Start of Text segment
Limitations noted include potential instability from advice reuse and sensitivity to environment and algorithm choices.
Why does this matter?
This work demonstrates a promising new way to leverage the knowledge embedded in large pre-trained LLMs to enhance reinforcement learning. By acting as intelligent tutors, LLMs can significantly reduce the number of training steps needed for RL agents to learn effective policies, which is crucial in environments where data collection is costly or slow. The advice reuse mechanism offers a practical approach to maximize the benefit of past guidance, although it requires careful management to avoid instability. These insights open avenues for integrating LLMs and RL more deeply, potentially enabling faster and more sample-efficient learning in complex, real-world tasks such as robotics, game playing, and decision-making systems.
End of Text segment
Start of Record excerpts
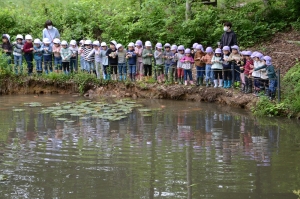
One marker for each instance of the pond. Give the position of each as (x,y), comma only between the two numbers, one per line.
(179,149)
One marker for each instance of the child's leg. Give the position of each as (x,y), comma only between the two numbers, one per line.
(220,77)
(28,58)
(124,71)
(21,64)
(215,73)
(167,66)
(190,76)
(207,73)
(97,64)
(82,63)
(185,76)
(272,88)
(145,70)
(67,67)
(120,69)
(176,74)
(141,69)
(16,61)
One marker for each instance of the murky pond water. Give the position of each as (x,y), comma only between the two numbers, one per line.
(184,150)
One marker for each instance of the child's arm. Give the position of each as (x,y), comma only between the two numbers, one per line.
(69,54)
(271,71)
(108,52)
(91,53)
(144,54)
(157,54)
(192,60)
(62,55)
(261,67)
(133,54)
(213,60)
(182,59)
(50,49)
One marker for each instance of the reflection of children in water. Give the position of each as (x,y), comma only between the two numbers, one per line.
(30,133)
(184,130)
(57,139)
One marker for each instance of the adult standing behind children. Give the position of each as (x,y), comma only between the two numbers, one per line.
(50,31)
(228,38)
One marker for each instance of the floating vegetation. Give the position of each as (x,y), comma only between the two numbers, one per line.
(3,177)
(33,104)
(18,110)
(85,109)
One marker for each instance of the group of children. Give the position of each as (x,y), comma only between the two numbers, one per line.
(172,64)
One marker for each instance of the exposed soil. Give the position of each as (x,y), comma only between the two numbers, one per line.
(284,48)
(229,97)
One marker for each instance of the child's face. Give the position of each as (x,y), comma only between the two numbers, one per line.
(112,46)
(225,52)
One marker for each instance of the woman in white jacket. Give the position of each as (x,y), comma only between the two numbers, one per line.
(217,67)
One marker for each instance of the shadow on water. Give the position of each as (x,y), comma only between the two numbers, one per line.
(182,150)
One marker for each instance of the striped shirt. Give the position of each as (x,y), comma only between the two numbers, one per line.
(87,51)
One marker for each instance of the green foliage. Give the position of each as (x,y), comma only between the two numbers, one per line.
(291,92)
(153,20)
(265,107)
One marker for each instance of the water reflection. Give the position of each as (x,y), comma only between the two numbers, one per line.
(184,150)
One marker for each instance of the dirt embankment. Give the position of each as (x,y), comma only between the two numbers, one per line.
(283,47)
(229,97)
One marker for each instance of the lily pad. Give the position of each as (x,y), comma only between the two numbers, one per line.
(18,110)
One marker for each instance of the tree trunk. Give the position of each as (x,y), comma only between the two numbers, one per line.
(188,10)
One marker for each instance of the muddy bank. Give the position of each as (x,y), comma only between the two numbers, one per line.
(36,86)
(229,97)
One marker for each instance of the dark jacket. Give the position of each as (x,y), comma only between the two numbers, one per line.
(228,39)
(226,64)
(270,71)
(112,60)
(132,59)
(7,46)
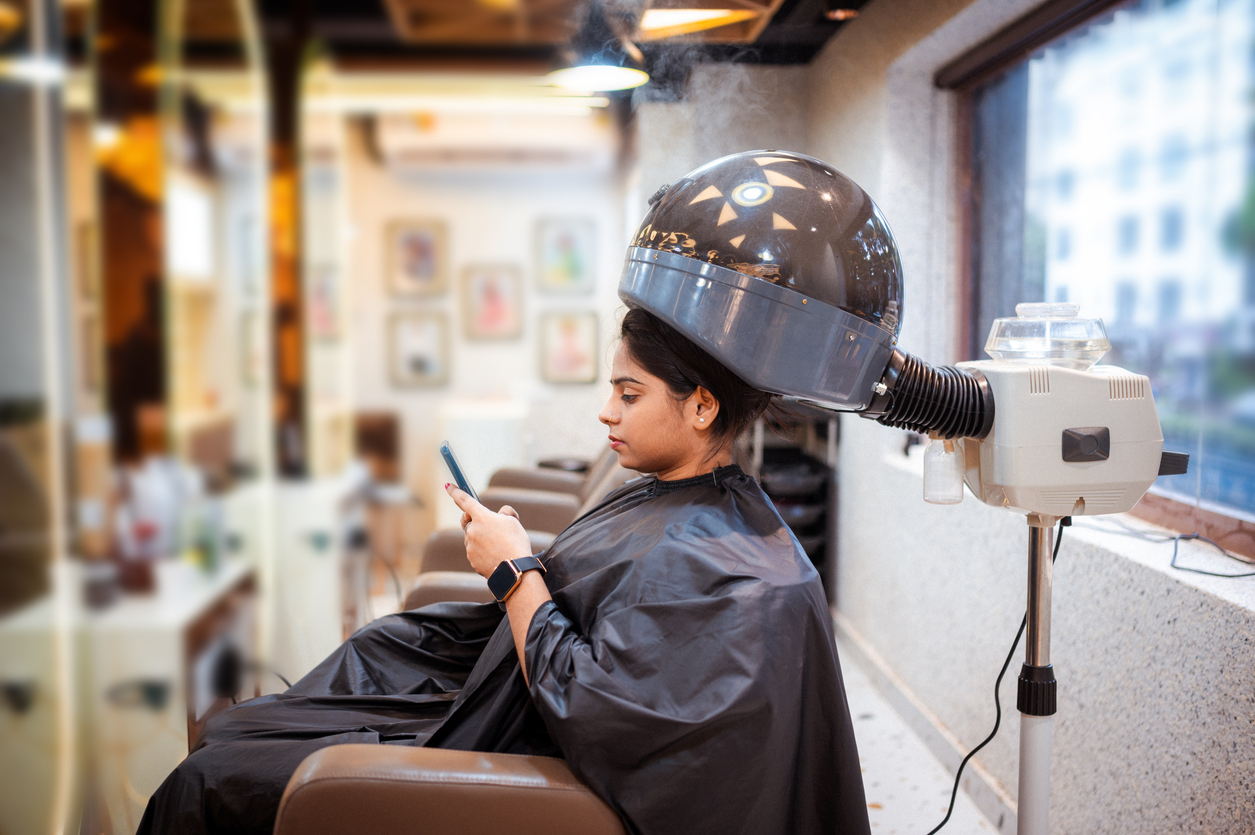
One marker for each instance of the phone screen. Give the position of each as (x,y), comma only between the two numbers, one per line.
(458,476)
End of Record excerpts
Instructions to follow:
Reproduce word for word the passage of the text on LLM tutoring for reinforcement learning from "Why does this" to "and decision-making systems.".

Result:
Why does this matter?
This work demonstrates a promising new way to leverage the knowledge embedded in large pre-trained LLMs to enhance reinforcement learning. By acting as intelligent tutors, LLMs can significantly reduce the number of training steps needed for RL agents to learn effective policies, which is crucial in environments where data collection is costly or slow. The advice reuse mechanism offers a practical approach to maximize the benefit of past guidance, although it requires careful management to avoid instability. These insights open avenues for integrating LLMs and RL more deeply, potentially enabling faster and more sample-efficient learning in complex, real-world tasks such as robotics, game playing, and decision-making systems.